WHAT IS REQUIRED
Should the word "road" occur in a line of the records, copy that line.

STUDY MATERIAL section start

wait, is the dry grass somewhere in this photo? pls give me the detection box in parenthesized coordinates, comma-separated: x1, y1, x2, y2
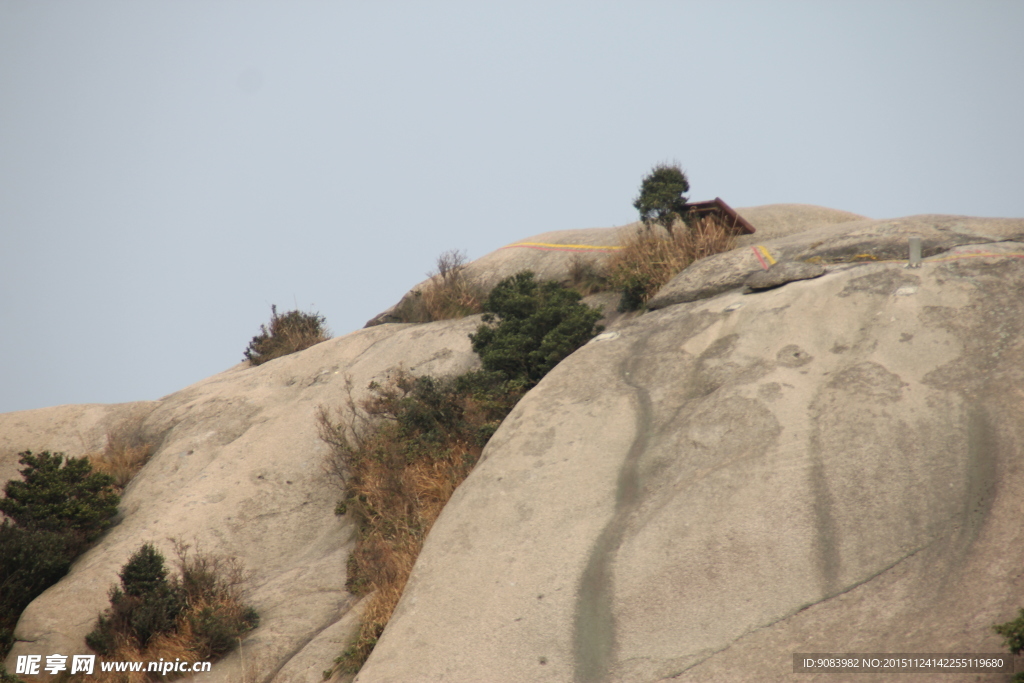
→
(607, 215, 737, 310)
(86, 416, 156, 489)
(392, 250, 485, 323)
(74, 629, 197, 683)
(420, 249, 485, 321)
(565, 254, 610, 296)
(317, 370, 522, 675)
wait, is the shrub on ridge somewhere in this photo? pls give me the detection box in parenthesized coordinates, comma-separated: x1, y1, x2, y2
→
(244, 305, 330, 366)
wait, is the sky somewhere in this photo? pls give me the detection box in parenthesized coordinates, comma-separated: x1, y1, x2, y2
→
(1, 1, 1022, 414)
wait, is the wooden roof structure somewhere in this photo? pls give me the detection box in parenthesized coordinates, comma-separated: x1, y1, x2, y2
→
(685, 197, 756, 235)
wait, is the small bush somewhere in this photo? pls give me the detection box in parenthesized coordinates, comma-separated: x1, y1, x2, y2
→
(86, 544, 184, 655)
(244, 305, 330, 366)
(469, 271, 604, 387)
(607, 214, 737, 311)
(85, 541, 258, 681)
(0, 451, 119, 544)
(633, 162, 690, 235)
(174, 541, 258, 660)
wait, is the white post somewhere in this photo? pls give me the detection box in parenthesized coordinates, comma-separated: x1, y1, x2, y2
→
(908, 237, 922, 268)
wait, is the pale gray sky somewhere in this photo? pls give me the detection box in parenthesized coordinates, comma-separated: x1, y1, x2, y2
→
(2, 1, 1022, 414)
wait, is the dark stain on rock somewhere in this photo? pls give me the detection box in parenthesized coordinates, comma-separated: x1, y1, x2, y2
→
(957, 408, 998, 553)
(572, 340, 653, 683)
(836, 270, 921, 299)
(806, 396, 842, 597)
(827, 362, 907, 403)
(700, 333, 740, 360)
(899, 333, 914, 343)
(776, 345, 813, 368)
(685, 334, 773, 399)
(521, 427, 556, 457)
(758, 382, 782, 401)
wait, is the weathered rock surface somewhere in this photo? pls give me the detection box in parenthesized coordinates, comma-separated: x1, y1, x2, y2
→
(744, 260, 826, 290)
(4, 205, 1024, 683)
(648, 213, 1024, 308)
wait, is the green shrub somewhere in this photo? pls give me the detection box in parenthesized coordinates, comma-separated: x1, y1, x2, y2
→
(0, 451, 120, 660)
(86, 541, 258, 674)
(616, 272, 653, 312)
(86, 544, 184, 654)
(633, 162, 690, 235)
(244, 304, 330, 366)
(0, 521, 77, 658)
(469, 271, 604, 387)
(993, 608, 1024, 682)
(119, 543, 171, 597)
(0, 451, 119, 543)
(186, 602, 259, 660)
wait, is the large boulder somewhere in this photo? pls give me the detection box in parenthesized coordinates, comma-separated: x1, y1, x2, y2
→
(355, 237, 1024, 681)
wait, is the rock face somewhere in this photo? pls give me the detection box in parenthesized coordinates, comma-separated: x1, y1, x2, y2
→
(5, 205, 1024, 683)
(744, 260, 826, 290)
(648, 213, 1024, 309)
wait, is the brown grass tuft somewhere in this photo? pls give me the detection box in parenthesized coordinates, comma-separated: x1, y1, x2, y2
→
(565, 253, 610, 296)
(607, 215, 737, 310)
(87, 415, 156, 489)
(391, 250, 485, 323)
(420, 249, 485, 321)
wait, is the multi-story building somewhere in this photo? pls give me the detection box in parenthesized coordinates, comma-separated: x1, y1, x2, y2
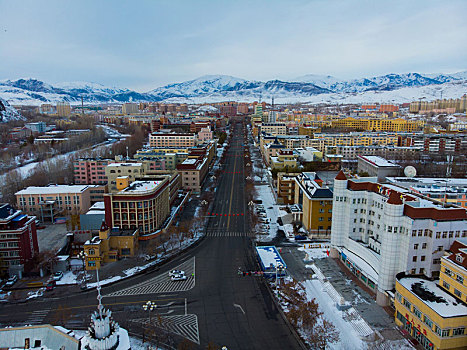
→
(331, 171, 467, 305)
(15, 184, 96, 221)
(74, 159, 109, 185)
(357, 155, 401, 182)
(0, 204, 38, 276)
(313, 132, 399, 150)
(399, 134, 467, 154)
(24, 122, 47, 134)
(260, 123, 287, 136)
(198, 126, 213, 141)
(277, 173, 298, 205)
(149, 133, 197, 148)
(325, 145, 422, 162)
(122, 103, 139, 115)
(83, 221, 139, 270)
(56, 102, 71, 117)
(103, 178, 170, 236)
(331, 117, 423, 132)
(294, 172, 333, 235)
(177, 156, 209, 193)
(270, 149, 298, 169)
(135, 148, 188, 170)
(440, 239, 467, 303)
(386, 177, 467, 209)
(394, 272, 467, 350)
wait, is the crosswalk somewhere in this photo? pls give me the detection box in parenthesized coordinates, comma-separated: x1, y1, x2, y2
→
(25, 309, 50, 325)
(104, 257, 195, 297)
(206, 230, 255, 237)
(133, 313, 199, 344)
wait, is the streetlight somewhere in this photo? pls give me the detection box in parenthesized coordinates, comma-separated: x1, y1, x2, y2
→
(276, 263, 284, 291)
(143, 300, 157, 325)
(78, 251, 88, 288)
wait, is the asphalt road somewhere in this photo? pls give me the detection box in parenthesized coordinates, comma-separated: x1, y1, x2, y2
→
(0, 118, 301, 350)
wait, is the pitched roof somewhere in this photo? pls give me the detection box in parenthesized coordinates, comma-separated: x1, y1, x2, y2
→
(335, 170, 347, 180)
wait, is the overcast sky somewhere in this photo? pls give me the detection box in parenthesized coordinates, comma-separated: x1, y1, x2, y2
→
(0, 0, 466, 91)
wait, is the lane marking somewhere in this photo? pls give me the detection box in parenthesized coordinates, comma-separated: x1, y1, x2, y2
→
(233, 303, 245, 315)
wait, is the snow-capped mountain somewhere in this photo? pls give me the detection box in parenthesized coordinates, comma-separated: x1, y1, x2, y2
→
(0, 71, 465, 106)
(0, 97, 24, 122)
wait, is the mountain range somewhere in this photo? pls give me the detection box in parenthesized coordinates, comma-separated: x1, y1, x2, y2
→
(0, 71, 466, 106)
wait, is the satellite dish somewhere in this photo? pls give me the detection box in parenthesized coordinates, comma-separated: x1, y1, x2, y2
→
(404, 166, 417, 178)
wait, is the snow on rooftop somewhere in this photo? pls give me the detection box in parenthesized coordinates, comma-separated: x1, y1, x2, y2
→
(182, 158, 197, 165)
(15, 184, 90, 195)
(120, 180, 161, 193)
(398, 277, 467, 318)
(89, 201, 105, 210)
(107, 162, 142, 167)
(256, 246, 286, 269)
(359, 155, 399, 168)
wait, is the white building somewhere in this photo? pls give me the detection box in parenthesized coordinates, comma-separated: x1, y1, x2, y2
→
(331, 170, 467, 306)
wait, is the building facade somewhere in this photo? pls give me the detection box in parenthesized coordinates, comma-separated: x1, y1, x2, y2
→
(331, 171, 467, 305)
(0, 204, 38, 276)
(149, 133, 196, 148)
(103, 179, 170, 236)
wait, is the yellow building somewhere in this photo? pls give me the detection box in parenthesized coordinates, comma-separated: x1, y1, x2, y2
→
(84, 221, 139, 270)
(270, 149, 298, 169)
(331, 117, 424, 132)
(294, 172, 333, 235)
(439, 240, 467, 304)
(395, 272, 467, 350)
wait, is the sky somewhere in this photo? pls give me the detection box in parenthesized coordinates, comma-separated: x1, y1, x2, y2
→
(0, 0, 466, 91)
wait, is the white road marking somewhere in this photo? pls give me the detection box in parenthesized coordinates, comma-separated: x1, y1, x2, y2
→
(233, 303, 245, 315)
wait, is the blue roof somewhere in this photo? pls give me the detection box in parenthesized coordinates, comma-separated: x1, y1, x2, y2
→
(12, 214, 27, 222)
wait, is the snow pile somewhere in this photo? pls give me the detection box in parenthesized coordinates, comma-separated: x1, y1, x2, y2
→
(56, 271, 79, 285)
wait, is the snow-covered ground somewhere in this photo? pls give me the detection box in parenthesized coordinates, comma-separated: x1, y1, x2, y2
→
(56, 271, 79, 285)
(254, 184, 287, 242)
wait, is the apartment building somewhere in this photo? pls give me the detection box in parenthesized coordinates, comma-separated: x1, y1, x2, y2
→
(176, 156, 209, 193)
(331, 117, 423, 132)
(135, 148, 188, 170)
(400, 134, 467, 154)
(325, 145, 422, 161)
(103, 178, 170, 236)
(409, 95, 467, 113)
(198, 126, 213, 141)
(74, 159, 109, 185)
(294, 172, 333, 235)
(56, 102, 71, 117)
(149, 133, 197, 148)
(0, 204, 38, 276)
(122, 103, 138, 115)
(15, 184, 96, 221)
(277, 173, 298, 205)
(260, 123, 287, 136)
(331, 171, 467, 305)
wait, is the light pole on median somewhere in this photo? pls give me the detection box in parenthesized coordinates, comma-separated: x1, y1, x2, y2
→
(143, 300, 157, 325)
(77, 250, 88, 288)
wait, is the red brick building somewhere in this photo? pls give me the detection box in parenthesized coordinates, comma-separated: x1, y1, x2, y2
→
(0, 204, 38, 276)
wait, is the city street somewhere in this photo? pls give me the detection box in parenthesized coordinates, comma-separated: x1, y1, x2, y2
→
(0, 118, 301, 350)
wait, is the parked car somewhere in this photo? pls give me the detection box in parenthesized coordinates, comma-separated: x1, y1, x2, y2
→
(53, 271, 63, 281)
(258, 213, 267, 218)
(5, 275, 18, 287)
(46, 280, 56, 291)
(171, 273, 187, 281)
(169, 269, 185, 277)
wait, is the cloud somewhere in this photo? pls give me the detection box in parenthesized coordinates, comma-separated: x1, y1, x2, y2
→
(0, 0, 465, 91)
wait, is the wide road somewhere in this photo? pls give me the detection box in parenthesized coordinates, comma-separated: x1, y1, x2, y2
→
(0, 118, 301, 350)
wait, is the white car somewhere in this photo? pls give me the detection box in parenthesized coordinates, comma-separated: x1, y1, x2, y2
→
(171, 274, 187, 281)
(169, 269, 185, 277)
(5, 275, 18, 287)
(53, 271, 63, 281)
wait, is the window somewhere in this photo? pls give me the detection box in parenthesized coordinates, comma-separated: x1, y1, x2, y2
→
(442, 281, 450, 290)
(444, 267, 452, 276)
(456, 274, 464, 284)
(421, 256, 425, 262)
(88, 261, 96, 267)
(422, 243, 427, 249)
(441, 329, 450, 337)
(403, 298, 411, 310)
(395, 292, 402, 303)
(454, 289, 462, 298)
(456, 254, 464, 263)
(453, 327, 465, 336)
(413, 307, 422, 319)
(412, 256, 417, 262)
(423, 315, 433, 328)
(414, 244, 418, 250)
(433, 258, 440, 264)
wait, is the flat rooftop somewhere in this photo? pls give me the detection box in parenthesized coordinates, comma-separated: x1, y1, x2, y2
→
(120, 180, 162, 194)
(16, 184, 90, 195)
(359, 155, 400, 168)
(107, 162, 142, 167)
(398, 276, 467, 318)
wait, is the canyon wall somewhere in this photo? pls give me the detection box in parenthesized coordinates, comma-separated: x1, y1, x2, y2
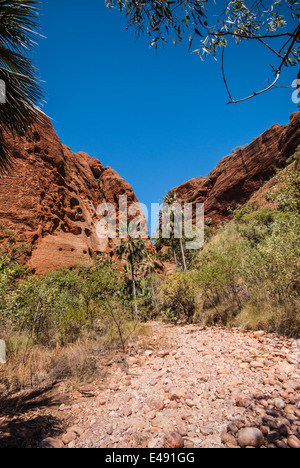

STUDY MATERIAL section end

TASK RESPONSE
wait, is the asphalt road somewhere in this photo? pls give me the detection box in parenthesized coordinates, comma-separated: x1, y1, x2, y2
wait, is the white road marking somewhere in this photo? pls give me the detection box in parenthesized coordinates, comma-separated: x1, y1, x2, y2
wait, is the wide road somewhere in this photo? pls give me the detection box in parenthesized coordinates, comma-separated: x1, y1, x2, y2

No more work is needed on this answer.